* _What you need to do_:
Answer these questions using the passage on digital testing of aircraft wiring, found below:
(a) What does the passage say aliasing is?
(b) What method is used to smooth noisy and randomly changing signals?
(c) In long runs of aircraft wire harnesses, about what rate does capacitance limit sample rates to?

Part of the success of this technology is due to miniaturization and its inherent noise rejection.
The change of technology has been dramatic and impressive, except where test measurements must be taken of unexpected, randomly occurring, rapidly changing, real-world phenomena that just happen to look like noise. Such noise as would be expected is created by aging or dry solder joints, oxidized, corroded and loose connector pins and wiring crimps, poor grounding or insulation breakdown allowing arc-tracking conductors to touch other conductors or aircraft structural components.
Digital measurements may be highly accurate if the source measured is stable and/or repetitive. "Aliasing" - the problem of missing data because it is linked in frequency to the sample rate has been addressed in most newer digital test equipment. However, if the source is intermittent, noisy or unstable, it is an entirely different matter. To smooth these noisy and randomly changing signals, digital averaging is employed. The end result is that one might see a portion of the unexpected intermittent defect, or one might not see any of it depending on the frequency and duty cycle of these glitches. A little reflection on how digital measurements are taken, as well as missing data on digital flight data recorders (DFDRs) that use "averaging," confirms this (see ASW, Aug. 5, 2002). The problem here is that "unwanted" signals that get averaged out by normal digital processing may be the critical indicators of an existing system flaw - or imminent failure. Digital processing does not have the capability to discriminate electrical (or electronic) nuance.
Some in the industry have suggested that faster sampling rates can catch these minor glitches. This may be a false hope. In long runs of aircraft wire harnesses, the inherent capacitance between the suspect wires, surrounding circuits and metal aircraft surfaces will slow the meter's stimulus charge time and will limit sample rates to about 200 per second, and oftentimes much slower. Faster sampling is not a good solution when microsecond or even nanosecond disconnects are the targets of interest. They are occurring randomly and one quickly arrives at a point where the digital measurements will exceed processing rates and soon one is right back to where one started, with data being discarded or averaged out for lack of enough storage capacity. It is either that or the testing process must temporarily shut down while processing of the data catches up. Of course, during that time failures could occur and go undetected.

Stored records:

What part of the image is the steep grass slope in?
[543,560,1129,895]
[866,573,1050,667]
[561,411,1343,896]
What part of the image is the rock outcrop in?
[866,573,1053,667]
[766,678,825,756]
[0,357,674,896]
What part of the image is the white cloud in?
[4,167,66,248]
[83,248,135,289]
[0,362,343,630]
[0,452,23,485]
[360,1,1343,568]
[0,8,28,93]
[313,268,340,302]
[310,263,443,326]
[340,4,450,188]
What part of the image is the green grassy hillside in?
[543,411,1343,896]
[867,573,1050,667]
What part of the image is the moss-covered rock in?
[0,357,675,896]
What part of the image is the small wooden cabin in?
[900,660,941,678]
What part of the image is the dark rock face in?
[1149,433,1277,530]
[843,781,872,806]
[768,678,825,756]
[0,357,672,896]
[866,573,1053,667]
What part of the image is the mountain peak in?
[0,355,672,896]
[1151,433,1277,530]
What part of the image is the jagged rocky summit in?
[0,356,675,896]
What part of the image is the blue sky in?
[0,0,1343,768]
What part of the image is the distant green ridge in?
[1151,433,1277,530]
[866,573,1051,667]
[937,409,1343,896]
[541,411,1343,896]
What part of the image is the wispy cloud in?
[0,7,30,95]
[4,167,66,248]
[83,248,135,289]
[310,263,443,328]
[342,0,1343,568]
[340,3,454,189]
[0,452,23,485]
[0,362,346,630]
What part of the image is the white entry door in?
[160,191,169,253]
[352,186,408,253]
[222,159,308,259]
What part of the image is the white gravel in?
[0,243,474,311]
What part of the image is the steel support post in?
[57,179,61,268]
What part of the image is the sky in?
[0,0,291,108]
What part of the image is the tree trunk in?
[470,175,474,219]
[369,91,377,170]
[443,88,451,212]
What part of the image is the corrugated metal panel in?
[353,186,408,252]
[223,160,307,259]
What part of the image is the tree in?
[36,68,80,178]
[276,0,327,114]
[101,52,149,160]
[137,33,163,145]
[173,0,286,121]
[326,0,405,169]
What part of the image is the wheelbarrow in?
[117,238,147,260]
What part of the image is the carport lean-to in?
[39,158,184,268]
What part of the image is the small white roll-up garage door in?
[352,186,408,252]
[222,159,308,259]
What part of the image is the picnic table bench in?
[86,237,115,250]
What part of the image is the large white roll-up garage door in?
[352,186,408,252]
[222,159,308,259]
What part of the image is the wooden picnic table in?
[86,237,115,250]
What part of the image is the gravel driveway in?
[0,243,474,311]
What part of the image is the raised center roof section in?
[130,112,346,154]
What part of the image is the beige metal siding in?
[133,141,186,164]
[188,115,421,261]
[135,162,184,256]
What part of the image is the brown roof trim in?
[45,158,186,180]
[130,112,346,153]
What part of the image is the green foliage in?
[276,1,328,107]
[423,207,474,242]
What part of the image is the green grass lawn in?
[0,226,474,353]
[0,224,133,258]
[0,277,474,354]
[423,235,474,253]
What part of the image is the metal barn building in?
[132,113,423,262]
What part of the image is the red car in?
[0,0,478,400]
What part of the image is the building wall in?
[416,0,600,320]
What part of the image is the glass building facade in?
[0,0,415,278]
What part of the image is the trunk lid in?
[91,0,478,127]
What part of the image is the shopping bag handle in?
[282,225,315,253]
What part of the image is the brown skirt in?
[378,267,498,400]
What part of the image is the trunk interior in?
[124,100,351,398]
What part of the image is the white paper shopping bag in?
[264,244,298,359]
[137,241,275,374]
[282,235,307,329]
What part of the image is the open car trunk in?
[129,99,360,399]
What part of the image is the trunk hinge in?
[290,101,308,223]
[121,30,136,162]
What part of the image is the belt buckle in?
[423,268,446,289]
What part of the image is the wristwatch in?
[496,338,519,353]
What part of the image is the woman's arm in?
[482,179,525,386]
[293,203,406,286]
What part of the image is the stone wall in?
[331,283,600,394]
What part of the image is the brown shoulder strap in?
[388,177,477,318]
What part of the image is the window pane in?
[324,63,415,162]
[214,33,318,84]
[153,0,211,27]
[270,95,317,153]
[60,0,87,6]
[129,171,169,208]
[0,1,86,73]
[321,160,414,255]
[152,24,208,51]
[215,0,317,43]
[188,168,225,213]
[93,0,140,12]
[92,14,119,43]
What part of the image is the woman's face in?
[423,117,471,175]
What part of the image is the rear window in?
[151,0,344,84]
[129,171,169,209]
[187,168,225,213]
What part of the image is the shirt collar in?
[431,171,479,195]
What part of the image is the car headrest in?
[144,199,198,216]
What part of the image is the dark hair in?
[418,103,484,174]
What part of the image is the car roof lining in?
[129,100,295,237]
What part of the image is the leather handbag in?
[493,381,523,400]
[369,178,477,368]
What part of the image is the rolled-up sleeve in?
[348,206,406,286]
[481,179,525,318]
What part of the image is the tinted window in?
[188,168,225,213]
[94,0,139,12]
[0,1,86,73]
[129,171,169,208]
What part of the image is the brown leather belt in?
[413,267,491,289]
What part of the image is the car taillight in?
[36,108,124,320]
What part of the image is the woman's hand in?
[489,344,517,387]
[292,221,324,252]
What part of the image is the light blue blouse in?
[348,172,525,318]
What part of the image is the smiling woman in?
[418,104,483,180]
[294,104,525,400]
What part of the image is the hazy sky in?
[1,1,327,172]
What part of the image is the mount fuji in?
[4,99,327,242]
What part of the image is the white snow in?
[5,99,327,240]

* _Task answer_:
(a) The problem of missing data because it is linked in frequency to the sample rate.
(b) Digital averaging.
(c) About 200 per second, and oftentimes much slower.